[Task inputs Boundary: Start]
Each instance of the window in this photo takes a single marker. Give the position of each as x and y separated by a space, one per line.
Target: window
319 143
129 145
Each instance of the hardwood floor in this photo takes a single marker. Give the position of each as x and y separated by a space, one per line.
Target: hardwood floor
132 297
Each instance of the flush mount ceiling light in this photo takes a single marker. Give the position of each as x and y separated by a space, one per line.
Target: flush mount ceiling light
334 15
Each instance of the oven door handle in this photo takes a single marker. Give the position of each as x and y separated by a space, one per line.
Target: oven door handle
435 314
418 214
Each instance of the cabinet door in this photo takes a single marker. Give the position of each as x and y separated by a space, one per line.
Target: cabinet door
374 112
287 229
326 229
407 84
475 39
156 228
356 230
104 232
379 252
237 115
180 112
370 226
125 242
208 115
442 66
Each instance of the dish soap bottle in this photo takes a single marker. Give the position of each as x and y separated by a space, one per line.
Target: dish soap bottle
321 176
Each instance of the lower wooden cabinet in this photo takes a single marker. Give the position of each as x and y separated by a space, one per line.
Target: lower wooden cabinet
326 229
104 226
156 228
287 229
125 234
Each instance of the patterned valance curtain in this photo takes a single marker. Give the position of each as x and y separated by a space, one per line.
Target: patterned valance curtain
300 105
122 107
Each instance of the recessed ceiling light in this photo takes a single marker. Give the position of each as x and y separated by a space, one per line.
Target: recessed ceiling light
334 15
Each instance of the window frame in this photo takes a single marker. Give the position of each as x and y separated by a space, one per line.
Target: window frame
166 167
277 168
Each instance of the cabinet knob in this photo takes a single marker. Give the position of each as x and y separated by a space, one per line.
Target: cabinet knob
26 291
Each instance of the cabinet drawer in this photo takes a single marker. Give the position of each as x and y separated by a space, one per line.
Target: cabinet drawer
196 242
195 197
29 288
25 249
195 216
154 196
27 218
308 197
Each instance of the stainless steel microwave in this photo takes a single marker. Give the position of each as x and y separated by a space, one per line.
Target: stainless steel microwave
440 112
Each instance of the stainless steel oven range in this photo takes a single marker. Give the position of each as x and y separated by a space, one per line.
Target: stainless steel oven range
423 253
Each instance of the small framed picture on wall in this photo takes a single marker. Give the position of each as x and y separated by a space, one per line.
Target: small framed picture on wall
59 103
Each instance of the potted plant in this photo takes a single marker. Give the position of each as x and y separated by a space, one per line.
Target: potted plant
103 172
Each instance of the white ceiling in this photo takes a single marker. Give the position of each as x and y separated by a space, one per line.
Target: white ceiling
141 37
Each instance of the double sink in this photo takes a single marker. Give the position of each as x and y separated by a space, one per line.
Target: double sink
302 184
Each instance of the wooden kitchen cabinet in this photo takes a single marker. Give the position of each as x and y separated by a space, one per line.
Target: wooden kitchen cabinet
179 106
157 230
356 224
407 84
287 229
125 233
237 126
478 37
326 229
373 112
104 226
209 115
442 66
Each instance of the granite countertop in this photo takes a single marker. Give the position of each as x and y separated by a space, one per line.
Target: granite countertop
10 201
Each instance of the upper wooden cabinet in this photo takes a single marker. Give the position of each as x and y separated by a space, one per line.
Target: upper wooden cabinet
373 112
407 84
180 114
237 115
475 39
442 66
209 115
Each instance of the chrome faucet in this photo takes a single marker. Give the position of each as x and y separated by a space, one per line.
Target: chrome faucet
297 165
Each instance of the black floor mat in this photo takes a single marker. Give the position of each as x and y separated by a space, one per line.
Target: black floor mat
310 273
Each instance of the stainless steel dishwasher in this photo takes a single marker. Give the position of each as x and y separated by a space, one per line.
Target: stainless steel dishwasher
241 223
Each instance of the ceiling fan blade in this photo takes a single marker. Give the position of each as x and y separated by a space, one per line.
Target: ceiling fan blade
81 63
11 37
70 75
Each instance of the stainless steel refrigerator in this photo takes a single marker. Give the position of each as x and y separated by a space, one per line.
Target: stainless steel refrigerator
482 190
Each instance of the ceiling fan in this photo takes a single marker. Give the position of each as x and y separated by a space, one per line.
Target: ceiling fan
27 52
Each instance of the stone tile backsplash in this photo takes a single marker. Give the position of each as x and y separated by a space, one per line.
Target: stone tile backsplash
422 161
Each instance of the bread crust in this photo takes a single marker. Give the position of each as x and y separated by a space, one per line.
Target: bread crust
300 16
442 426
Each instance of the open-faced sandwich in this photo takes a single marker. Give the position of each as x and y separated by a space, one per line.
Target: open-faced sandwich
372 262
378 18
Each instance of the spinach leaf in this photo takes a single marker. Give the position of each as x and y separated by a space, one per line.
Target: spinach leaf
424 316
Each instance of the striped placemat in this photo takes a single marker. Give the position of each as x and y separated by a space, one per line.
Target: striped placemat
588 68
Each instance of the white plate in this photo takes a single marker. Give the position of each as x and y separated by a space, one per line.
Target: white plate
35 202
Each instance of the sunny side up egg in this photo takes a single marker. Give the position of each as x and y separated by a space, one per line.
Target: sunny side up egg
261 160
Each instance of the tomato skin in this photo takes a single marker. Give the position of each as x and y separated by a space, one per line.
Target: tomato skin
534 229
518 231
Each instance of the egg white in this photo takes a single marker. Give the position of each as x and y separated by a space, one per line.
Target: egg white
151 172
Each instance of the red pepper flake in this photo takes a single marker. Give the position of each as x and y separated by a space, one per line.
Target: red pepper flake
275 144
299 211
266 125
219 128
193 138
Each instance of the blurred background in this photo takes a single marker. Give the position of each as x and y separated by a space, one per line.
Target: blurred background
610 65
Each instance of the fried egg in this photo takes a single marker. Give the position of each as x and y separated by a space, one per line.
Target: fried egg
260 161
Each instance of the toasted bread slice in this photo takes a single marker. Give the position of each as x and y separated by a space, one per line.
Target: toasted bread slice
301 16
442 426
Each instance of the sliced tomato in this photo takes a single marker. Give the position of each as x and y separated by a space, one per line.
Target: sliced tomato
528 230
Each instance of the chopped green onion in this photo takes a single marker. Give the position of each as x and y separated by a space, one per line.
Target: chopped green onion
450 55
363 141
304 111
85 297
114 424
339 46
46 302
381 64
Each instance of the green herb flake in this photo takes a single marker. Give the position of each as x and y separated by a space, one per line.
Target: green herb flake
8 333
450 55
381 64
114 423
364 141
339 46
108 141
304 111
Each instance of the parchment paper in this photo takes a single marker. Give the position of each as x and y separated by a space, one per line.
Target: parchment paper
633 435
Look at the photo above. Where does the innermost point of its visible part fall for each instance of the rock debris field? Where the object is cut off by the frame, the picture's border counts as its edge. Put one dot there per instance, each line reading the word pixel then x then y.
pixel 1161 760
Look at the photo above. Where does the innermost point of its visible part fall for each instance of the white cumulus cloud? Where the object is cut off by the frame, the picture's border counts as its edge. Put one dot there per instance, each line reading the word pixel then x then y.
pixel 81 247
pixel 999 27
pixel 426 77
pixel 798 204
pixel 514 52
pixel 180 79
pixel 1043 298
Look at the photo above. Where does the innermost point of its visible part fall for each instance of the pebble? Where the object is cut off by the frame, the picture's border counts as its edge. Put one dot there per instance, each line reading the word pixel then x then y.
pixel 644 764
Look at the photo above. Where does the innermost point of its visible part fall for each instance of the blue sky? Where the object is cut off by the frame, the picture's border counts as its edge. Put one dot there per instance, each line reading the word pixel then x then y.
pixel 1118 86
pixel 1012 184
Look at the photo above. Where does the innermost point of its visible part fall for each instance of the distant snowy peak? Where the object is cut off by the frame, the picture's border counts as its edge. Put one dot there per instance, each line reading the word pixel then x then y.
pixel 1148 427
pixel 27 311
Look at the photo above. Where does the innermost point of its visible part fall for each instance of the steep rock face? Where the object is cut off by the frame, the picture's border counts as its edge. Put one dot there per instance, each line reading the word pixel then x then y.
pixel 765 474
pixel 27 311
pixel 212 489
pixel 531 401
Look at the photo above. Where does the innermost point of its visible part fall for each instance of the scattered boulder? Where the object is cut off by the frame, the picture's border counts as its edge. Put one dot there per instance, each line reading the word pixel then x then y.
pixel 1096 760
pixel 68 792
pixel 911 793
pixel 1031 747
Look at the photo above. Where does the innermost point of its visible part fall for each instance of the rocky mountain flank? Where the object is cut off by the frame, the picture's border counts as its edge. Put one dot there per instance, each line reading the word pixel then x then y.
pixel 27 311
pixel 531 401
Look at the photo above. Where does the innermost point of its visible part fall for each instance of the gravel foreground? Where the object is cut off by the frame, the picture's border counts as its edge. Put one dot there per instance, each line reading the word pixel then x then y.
[Task inputs Boundary: End]
Copy out the lines above word for word, stopping after the line containing "Each instance of the flush".

Each instance of the window in this photo takes a single marker. Give the position of each as x and y separated by a space, one per line.
Target: window
319 143
129 145
Each instance of the hardwood floor in this photo takes a single marker. Give the position of each as x and y separated by a space, one per line.
Target: hardwood floor
132 297
Each instance of the flush mount ceiling light in this photo takes a single marker. Give the position of each as x and y separated by a space, one per line.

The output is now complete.